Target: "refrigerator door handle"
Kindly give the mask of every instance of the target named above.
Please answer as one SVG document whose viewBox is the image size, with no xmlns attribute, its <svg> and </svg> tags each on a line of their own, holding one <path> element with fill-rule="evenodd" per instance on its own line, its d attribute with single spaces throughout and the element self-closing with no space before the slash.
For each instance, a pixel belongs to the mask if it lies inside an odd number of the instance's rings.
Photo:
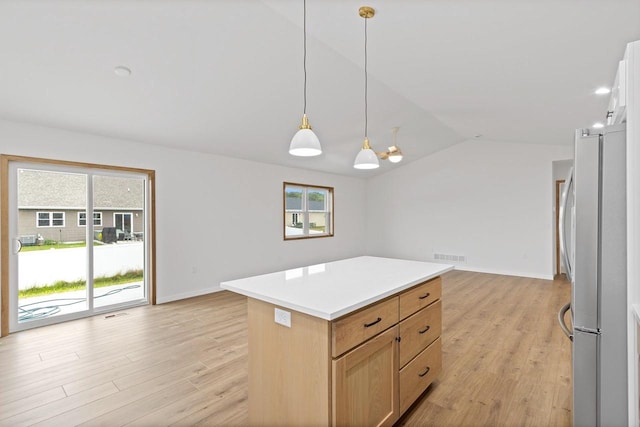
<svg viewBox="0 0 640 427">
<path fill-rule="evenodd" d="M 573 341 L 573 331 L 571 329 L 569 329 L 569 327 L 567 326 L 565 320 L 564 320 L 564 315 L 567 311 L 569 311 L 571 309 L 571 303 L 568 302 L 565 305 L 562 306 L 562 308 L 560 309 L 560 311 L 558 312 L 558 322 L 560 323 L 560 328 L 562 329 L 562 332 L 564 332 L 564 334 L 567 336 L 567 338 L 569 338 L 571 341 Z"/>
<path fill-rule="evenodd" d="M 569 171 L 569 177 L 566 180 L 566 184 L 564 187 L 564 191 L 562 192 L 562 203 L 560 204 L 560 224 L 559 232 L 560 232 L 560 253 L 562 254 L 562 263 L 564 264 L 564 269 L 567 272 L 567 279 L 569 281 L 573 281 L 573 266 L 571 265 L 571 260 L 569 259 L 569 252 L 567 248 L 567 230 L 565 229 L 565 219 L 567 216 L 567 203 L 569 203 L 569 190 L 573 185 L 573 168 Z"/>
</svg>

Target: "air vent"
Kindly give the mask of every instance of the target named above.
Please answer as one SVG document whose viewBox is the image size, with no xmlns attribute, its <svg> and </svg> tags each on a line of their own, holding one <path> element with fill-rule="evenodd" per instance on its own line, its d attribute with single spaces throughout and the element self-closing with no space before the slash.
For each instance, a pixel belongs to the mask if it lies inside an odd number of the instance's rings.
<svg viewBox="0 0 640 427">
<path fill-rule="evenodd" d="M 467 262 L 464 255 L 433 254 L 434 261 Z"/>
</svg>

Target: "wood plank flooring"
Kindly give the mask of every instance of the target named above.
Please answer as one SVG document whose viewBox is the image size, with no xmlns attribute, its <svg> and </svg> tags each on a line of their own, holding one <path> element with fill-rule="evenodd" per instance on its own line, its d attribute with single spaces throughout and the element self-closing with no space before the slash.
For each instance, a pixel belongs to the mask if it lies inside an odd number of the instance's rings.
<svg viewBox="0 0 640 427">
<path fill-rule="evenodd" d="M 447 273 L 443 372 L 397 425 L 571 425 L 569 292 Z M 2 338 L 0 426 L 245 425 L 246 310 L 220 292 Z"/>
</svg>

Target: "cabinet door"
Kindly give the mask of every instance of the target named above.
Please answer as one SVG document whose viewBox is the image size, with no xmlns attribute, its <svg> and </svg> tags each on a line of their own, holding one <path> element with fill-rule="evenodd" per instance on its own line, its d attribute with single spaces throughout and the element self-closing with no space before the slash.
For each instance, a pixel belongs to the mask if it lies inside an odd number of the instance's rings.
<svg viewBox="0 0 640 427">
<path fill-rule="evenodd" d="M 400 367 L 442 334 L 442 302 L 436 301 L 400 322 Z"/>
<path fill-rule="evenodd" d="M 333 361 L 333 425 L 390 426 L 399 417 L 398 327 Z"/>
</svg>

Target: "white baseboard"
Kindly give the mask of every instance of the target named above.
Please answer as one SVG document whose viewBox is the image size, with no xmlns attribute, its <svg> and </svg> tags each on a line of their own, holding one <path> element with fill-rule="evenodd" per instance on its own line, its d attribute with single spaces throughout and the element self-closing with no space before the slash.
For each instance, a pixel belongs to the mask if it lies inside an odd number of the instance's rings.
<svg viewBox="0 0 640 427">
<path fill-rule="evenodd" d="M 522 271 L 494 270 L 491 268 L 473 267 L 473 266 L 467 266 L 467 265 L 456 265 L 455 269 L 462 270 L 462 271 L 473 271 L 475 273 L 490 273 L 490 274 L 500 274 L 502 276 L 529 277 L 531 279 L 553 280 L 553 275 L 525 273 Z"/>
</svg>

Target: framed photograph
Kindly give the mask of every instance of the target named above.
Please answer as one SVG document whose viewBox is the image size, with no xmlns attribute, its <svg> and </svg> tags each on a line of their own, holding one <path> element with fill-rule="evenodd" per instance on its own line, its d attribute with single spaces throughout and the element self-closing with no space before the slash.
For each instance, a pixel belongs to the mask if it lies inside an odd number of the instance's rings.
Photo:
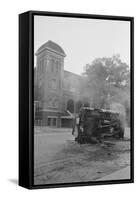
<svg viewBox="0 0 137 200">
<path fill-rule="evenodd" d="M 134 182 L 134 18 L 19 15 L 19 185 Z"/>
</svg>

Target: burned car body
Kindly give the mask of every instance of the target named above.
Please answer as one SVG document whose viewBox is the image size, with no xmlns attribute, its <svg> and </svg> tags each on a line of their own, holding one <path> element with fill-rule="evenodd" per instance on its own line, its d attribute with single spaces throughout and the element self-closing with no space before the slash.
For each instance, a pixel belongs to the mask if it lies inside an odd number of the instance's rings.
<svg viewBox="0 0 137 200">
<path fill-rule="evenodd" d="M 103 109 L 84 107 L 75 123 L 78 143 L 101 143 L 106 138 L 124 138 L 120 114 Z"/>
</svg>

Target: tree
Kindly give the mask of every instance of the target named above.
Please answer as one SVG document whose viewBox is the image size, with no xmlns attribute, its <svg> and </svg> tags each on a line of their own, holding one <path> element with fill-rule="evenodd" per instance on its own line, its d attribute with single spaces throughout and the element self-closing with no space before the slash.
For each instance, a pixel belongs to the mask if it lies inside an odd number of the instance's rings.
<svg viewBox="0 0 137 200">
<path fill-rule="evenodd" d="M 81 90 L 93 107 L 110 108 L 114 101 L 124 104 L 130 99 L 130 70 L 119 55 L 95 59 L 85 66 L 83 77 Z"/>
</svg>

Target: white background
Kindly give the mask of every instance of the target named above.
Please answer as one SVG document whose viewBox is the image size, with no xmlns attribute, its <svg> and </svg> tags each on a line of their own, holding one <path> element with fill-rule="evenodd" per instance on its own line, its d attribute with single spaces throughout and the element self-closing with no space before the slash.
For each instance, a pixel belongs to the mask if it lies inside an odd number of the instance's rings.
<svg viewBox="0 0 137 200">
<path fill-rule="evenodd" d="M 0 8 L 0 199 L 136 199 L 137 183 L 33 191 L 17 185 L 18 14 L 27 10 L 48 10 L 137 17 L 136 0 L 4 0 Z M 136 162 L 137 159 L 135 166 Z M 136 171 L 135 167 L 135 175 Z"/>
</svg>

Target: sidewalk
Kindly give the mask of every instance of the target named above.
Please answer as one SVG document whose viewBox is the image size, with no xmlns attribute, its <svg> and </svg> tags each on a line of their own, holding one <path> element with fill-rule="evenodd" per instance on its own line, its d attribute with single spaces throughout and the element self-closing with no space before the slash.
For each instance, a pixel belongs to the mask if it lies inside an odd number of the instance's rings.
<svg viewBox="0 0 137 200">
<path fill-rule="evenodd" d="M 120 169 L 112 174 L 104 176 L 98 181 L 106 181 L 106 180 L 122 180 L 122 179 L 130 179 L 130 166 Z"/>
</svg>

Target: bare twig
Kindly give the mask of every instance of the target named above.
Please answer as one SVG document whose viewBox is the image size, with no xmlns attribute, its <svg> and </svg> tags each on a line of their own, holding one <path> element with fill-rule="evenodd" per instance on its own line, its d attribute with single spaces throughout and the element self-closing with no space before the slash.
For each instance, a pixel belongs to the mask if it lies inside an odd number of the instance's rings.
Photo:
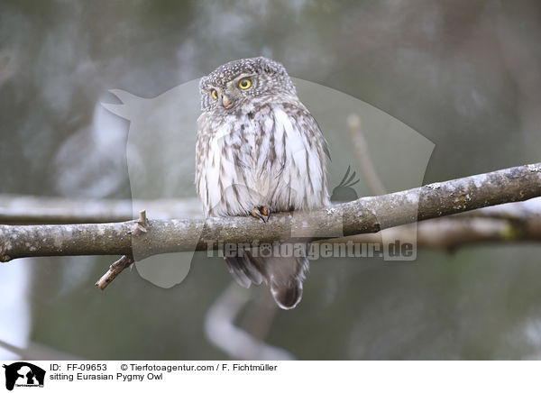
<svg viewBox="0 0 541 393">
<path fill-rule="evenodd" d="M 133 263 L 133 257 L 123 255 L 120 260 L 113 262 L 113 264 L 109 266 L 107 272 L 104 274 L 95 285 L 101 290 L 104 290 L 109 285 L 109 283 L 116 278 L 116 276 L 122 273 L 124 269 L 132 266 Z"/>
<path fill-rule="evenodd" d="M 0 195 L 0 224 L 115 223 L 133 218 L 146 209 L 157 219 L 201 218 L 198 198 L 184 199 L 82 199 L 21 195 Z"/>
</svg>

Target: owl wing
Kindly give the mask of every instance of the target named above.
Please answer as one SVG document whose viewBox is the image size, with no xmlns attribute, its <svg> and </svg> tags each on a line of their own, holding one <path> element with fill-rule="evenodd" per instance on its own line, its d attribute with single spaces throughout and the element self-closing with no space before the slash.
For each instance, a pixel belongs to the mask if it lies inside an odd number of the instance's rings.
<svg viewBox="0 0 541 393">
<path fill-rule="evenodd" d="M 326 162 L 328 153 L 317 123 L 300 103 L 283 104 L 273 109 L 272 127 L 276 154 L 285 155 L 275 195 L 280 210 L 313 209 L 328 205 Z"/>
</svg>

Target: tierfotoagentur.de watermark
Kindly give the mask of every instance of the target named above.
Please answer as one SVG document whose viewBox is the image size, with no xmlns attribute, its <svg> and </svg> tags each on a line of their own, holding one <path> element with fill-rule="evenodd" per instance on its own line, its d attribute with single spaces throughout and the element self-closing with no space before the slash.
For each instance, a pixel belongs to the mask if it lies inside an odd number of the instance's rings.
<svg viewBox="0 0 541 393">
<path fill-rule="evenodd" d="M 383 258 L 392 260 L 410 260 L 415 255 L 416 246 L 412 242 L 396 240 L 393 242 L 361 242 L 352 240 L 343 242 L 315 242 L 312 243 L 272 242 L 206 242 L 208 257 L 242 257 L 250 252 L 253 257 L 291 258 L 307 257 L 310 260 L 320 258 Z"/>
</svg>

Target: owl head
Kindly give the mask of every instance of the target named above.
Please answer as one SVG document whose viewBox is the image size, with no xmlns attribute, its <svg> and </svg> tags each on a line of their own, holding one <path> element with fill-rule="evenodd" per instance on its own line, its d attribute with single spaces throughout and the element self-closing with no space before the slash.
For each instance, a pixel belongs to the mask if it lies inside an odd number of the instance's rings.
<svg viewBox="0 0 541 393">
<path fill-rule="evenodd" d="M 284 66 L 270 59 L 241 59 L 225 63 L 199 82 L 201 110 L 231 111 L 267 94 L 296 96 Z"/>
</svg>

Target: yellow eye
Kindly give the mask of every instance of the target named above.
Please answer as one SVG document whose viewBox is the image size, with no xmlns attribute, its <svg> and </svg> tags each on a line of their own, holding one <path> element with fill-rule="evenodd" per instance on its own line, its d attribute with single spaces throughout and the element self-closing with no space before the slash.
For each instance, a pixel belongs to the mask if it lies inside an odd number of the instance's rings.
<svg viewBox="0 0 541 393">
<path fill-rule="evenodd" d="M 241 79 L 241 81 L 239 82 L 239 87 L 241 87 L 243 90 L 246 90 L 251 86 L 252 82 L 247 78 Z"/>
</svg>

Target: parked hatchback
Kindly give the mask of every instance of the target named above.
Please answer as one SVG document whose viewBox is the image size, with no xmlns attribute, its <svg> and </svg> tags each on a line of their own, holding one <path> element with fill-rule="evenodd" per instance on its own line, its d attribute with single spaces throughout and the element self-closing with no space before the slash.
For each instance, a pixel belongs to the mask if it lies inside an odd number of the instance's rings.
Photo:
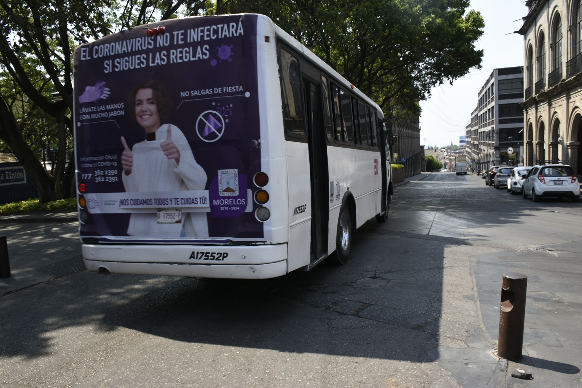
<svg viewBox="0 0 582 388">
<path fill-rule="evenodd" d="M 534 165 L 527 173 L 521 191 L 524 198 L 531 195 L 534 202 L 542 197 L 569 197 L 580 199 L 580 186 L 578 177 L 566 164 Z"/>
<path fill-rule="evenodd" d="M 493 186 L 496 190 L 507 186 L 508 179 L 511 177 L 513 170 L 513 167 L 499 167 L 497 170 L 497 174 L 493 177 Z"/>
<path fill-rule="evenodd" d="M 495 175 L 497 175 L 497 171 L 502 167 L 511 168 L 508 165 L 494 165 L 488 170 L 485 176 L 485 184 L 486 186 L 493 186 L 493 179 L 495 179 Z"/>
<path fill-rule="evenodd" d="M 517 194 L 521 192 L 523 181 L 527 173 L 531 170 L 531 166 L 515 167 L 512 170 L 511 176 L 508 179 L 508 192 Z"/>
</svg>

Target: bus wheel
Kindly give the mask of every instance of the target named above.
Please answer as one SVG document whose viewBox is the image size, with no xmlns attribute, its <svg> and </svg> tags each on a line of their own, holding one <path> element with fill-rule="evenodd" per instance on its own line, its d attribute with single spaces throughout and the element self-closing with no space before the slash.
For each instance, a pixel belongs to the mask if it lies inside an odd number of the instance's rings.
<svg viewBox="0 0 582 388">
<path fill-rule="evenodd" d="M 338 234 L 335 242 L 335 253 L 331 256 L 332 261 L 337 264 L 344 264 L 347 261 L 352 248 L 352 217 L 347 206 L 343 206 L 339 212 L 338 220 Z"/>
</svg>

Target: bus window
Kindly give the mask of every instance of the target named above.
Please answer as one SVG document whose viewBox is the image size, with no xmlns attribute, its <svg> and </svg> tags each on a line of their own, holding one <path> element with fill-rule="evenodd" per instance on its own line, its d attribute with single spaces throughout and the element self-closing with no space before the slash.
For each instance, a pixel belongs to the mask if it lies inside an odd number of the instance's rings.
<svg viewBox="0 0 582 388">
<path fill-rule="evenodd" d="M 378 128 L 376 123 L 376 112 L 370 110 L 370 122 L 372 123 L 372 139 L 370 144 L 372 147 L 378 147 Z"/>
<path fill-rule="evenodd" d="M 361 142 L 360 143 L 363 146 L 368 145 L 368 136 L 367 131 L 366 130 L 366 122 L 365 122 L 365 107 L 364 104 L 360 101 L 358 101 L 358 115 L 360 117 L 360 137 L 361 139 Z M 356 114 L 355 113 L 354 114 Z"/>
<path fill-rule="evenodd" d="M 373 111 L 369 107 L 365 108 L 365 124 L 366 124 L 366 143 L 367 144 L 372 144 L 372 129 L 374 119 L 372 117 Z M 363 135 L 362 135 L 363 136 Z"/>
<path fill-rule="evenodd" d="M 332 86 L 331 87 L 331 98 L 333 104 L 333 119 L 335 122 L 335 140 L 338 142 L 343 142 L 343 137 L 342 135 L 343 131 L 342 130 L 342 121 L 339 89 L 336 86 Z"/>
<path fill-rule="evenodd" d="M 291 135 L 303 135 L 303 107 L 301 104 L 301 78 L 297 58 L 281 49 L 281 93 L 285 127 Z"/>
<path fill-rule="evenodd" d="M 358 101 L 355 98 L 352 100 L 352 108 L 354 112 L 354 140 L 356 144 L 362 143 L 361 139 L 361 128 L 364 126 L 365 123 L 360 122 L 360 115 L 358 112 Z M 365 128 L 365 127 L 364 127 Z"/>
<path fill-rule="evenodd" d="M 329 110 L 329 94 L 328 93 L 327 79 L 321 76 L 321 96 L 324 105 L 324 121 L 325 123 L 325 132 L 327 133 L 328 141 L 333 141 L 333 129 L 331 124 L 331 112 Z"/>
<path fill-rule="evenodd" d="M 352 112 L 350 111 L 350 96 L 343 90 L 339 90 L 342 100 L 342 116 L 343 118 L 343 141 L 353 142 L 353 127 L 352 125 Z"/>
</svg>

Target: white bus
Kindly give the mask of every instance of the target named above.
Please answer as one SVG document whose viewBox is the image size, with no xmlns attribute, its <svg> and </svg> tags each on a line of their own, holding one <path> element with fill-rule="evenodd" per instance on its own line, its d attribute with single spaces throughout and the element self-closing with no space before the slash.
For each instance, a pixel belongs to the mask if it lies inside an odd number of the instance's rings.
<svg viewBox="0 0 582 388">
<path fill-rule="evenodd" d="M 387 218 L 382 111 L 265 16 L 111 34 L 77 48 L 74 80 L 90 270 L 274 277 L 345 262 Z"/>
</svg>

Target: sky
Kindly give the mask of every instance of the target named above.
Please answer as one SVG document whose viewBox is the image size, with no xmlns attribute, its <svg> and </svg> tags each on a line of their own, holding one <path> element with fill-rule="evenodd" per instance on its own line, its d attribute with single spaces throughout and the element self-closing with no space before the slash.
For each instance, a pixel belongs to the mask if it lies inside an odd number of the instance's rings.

....

Count how many lines of the records contain the string "door" and give only that number.

2